» How to complete this task
Your answer must be an exact copy of the entries below, with every picture removed.

....

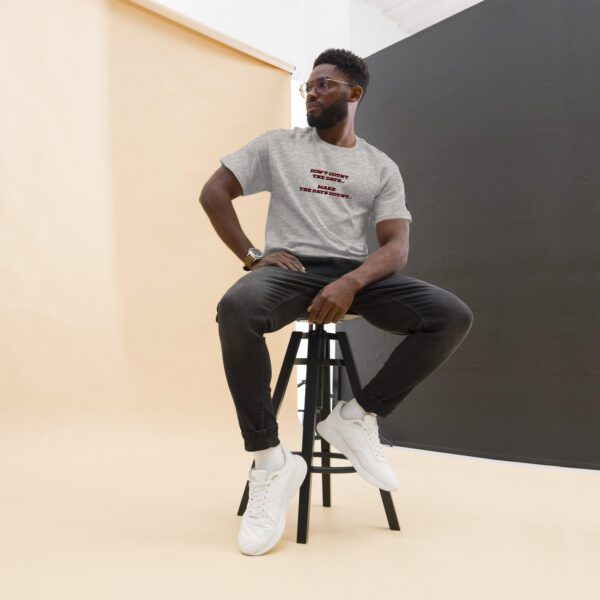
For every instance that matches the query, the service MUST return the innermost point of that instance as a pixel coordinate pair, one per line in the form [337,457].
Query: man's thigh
[402,304]
[274,294]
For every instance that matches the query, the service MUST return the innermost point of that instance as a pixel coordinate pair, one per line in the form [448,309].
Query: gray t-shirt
[323,196]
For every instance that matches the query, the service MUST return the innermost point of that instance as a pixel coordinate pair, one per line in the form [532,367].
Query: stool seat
[317,406]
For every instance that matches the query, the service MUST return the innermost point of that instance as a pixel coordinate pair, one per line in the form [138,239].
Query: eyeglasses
[322,85]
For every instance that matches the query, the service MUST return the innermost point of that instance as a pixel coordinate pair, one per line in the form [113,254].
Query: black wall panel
[493,116]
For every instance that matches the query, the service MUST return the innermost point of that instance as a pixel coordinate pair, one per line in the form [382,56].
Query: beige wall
[112,119]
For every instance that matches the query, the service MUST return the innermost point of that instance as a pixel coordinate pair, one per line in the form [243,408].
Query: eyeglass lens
[321,86]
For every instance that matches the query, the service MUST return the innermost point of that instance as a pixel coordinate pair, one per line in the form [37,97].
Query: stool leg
[282,382]
[308,428]
[325,409]
[348,358]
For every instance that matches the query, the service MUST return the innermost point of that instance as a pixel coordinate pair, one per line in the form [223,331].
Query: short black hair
[352,66]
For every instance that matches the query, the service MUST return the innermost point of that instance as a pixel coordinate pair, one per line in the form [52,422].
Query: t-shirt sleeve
[390,202]
[250,165]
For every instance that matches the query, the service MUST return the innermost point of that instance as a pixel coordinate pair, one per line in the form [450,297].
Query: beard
[328,117]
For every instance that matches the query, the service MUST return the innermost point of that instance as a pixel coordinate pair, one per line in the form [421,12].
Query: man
[327,185]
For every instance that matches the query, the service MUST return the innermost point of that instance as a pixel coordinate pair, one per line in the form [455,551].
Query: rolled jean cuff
[371,404]
[261,439]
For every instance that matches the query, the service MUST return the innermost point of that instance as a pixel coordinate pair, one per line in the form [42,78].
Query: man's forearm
[219,208]
[388,259]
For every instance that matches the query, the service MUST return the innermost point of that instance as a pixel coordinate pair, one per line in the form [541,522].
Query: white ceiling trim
[190,23]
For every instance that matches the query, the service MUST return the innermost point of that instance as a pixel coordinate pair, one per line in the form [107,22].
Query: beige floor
[129,507]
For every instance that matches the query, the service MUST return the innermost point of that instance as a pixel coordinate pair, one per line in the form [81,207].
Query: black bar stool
[318,402]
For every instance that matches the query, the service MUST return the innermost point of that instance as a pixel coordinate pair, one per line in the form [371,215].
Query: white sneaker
[270,494]
[358,440]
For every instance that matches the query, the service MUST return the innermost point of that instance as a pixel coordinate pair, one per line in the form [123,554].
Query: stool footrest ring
[316,469]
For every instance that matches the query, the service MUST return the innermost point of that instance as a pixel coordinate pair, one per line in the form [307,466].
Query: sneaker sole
[332,437]
[295,482]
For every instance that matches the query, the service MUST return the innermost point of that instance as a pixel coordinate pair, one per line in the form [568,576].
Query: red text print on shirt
[328,190]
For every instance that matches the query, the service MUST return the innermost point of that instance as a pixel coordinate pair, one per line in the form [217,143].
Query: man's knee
[237,304]
[455,315]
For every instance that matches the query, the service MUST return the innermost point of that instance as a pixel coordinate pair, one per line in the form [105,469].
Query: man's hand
[332,302]
[280,259]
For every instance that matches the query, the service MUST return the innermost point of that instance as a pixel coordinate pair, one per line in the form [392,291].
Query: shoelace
[258,498]
[373,437]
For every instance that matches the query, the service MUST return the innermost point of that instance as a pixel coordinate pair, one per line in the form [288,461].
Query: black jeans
[269,298]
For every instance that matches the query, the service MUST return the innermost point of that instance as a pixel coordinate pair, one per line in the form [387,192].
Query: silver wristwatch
[253,255]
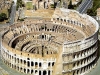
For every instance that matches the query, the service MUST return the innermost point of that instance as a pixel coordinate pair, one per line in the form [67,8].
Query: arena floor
[10,71]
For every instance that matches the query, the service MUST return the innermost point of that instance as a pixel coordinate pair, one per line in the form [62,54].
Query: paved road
[84,6]
[13,13]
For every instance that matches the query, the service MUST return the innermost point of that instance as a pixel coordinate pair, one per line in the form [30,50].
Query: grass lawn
[29,5]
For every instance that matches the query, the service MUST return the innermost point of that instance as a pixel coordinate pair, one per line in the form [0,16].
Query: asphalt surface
[13,13]
[84,6]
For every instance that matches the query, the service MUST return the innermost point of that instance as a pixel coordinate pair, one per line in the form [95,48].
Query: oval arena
[66,44]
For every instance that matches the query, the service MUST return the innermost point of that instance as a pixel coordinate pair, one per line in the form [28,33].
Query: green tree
[20,4]
[70,6]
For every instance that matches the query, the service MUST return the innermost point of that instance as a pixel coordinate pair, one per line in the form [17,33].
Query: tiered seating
[3,72]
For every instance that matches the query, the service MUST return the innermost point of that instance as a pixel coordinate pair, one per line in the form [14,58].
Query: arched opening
[49,64]
[44,72]
[24,62]
[21,61]
[24,70]
[28,70]
[39,64]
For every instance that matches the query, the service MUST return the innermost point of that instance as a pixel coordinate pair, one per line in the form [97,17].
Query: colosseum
[66,44]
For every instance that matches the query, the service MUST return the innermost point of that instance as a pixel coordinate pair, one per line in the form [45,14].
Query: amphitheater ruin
[66,44]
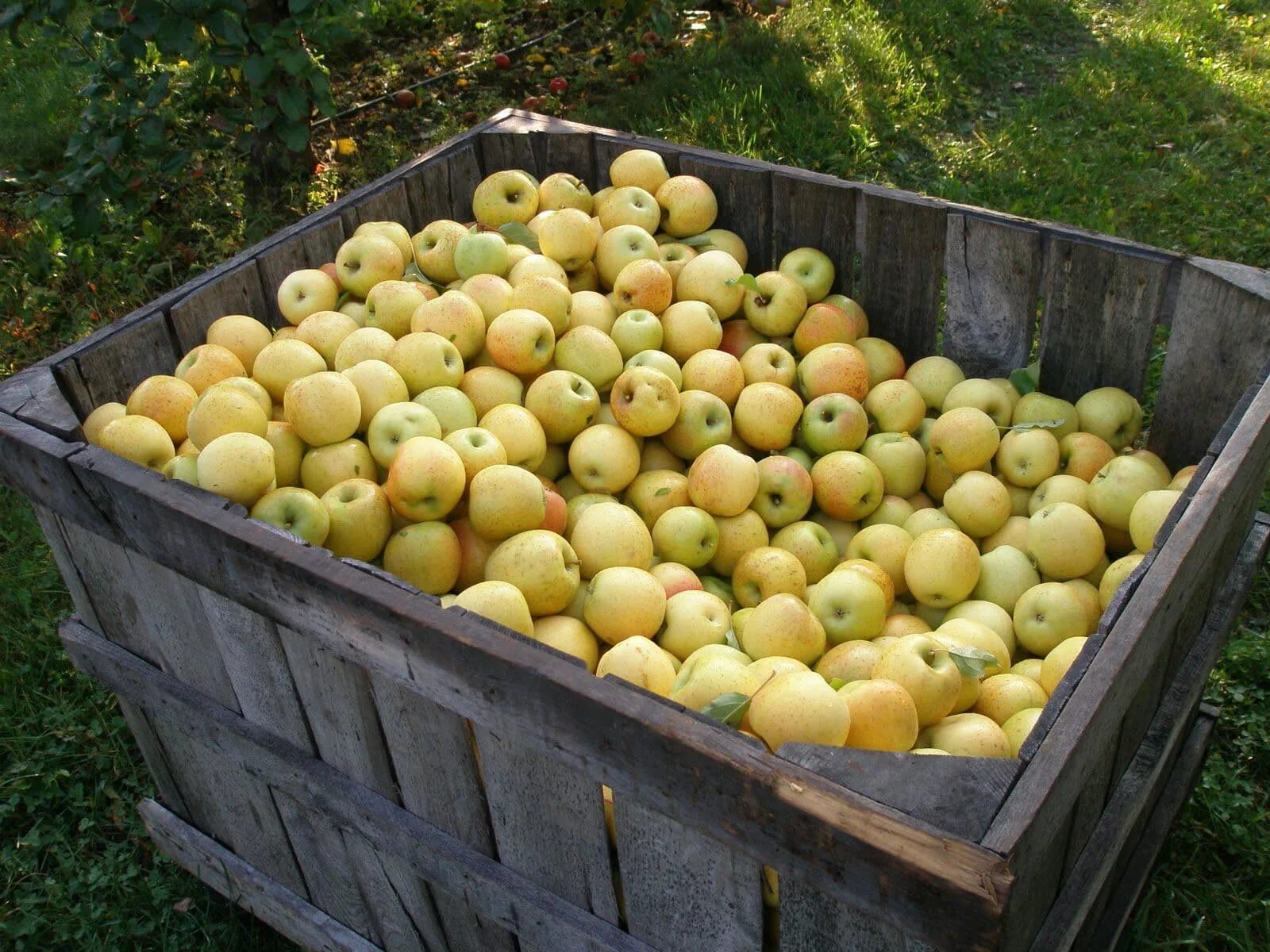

....

» Answer to the problem
For every instance that matches the query, the service MUST return the innermost point of that instance as a pixel coordinate pair, one per line in the form [337,457].
Query: man's thigh
[402,304]
[274,294]
For every instance that matches the query, the service MUST return the innermost point of that instance as a pixel coordinate pair, one per line in the form [448,309].
Query: gray t-shirt
[323,196]
For every instance that matches the query, the service MUST return the innermost point of that instance as a pixel coordinate pair, one per line in the form [532,367].
Query: stool seat
[317,406]
For every instance that matches the query, the service MUST return the innermost point of that instance as a pixel coordinate pair, one per line in the form [138,239].
Query: eyeglasses
[322,85]
For every instance that matches the query, the service MUST return the innermost point of that instance as a pixel coordinate pair, one per line in the form [113,254].
Query: black wall panel
[493,116]
For every instance that matches the query, the service MUST return the innermost point of that instance as a pixel coordinate pair, one per line in the form [382,56].
Query: beige wall
[112,119]
For every instance that matches the query, the service MUST return the innermost point of that instance as a pixel coordinate pair, one per line in the form [243,408].
Query: eyeglass lens
[321,86]
For every instance that matches the query, the service MUST return the innermost point of that instance as a pixel coordinate pair, one per line in the form [37,97].
Query: stool leg
[282,382]
[308,428]
[325,409]
[348,358]
For every instance that matches the query, the service MUST return the innermost point of that instance as a pixel coordinate pair, one per line in the form [223,331].
Query: short black hair
[352,66]
For every instance that matches the query, the service MUST return the innermost point of that instance as a pixel coordinate pair, one per line in the form [52,422].
Query: t-shirt sleeve
[390,202]
[250,165]
For every instance that matches the query, the service MUST return the innermost point of that instance as a pixel coordinate pair, one per line in the form [450,297].
Query: beard
[328,117]
For every instance that matches the query, the service MUST return the innermost point of that instance as a pixel coordinate pair, one per line in the form [421,12].
Query: man
[327,185]
For every instance that matches the query, the service MUST return the innermost point of that instance as a pixel coordinate pair, one per line in the form [455,551].
Query: rolled jean cuff
[371,404]
[261,439]
For every instance that matches the query, the service MUST return the innermost point of that instance as a pixel coordinate pair, one per line in the form [42,78].
Query: man's forearm
[219,208]
[388,259]
For every instance that matches the query, the service MUST return the innermost point of that instance as a pixel coordinate pair, one per line in the form [541,522].
Query: white ceiling trim
[190,23]
For every instance that matches the query, the service MUST return the innermost point of that instance as a pixel coordinate pair, one per line in the form [107,22].
Query: beige floor
[129,507]
For every instance that matches the query, the service MUST return the innermost point of that instance as a pixel coordinate pair, one per line in the form [81,207].
Query: black bar stool
[318,402]
For every instance that matches the query, the service MUST return the innermost point of that instance as a pixel coordinate pair, one per line in the form [371,215].
Query: white sneaker
[270,494]
[358,440]
For every instance that matches the query, the service MUST return the innermost point of that instance as a pixel coordinate pair, one per line in the form [123,554].
Query: stool footrest ring
[316,469]
For every instance that matches the query, the service MUST return the innermost point of that instance as a pixel coordinate pair, one per line in the form [307,466].
Query: sneaker sole
[332,437]
[295,482]
For every instance that matches the query, the service MUST return the innermost point of that instance as a pixel coordinate pair, one per line in the form [568,576].
Query: red text print on shirt
[328,190]
For every instance that matches the query, the service MUST return the innermost point of that instance as a pixel coordinate pair, one per line in the form [217,143].
Query: man's knee
[237,304]
[455,315]
For every instance that matches the query, the service MUST return the innermost point of that instance as a pixel coordinate pair, one per line in the form [105,469].
Query: man's hand
[332,302]
[280,259]
For every instance that matches the query, the service MUST return the innermost point of that instance as a pixel coordinate pair, one per line in the form [392,291].
Query: shoelace
[258,498]
[373,437]
For every instance that matches the query, the service MUST return the innermost point of that instance as a pixel coordinate pair, one per line in the form [288,461].
Query: black jeans
[269,298]
For every instance that matches the query, the service MUST return the innermost point of that instance as a pixel coordinate pair, one per line in the form [387,192].
Query: silver wristwatch
[253,255]
For every instance that matches the query, the service MUST return the innermost point of that instance as a pixel coordinate pair, one per line in the form [67,8].
Query: arena floor
[10,71]
For every instance that matches the query, the service MUST return the innermost point of that instance as a pixel coordinate pair, one per line in the form [62,54].
Query: paved road
[84,6]
[13,13]
For every instance that matches the query, the service MUST return the innermost point of that instance as a pixel coordinate pair, one per line in the form [30,50].
Query: grass lawn
[29,5]
For every instance that matches the query, the service MUST return the innermost point of that instance as a pixel coordinate pair, one per line in the form [0,16].
Query: asphalt surface
[13,13]
[84,6]
For every instance that matches the query, the service MUST return the innermost point of that instance as a pixel coordinate pair, one per line in the form [95,48].
Query: oval arena
[66,44]
For every instance that matches the query, the service MUST return the innermost point of that instance as a pixel coordinate pair, one per line in the form [28,33].
Query: green tree
[20,4]
[70,6]
For every instance that matches the query, the service MUST return the innermost point of that instance as a pixel coordinate pair, one per line in the form [17,33].
Query: tiered seating
[3,72]
For every instance that matches the query, the service MUST return the innermost point of that instance as a pixel coordinate pair, one per line in the form [14,58].
Query: arched opening
[49,64]
[44,72]
[24,62]
[21,61]
[24,70]
[28,70]
[39,64]
For every instance that matches the query, the service MUST return the innermost point of that instance as a pixel coordinate pair, one per line in the form [97,17].
Query: colosseum
[66,44]
For every instance that matches the query, the service MUST return the innermost point of that instance as a pixel coordinate pair, one per line in the form [45,14].
Query: amphitheater ruin
[66,44]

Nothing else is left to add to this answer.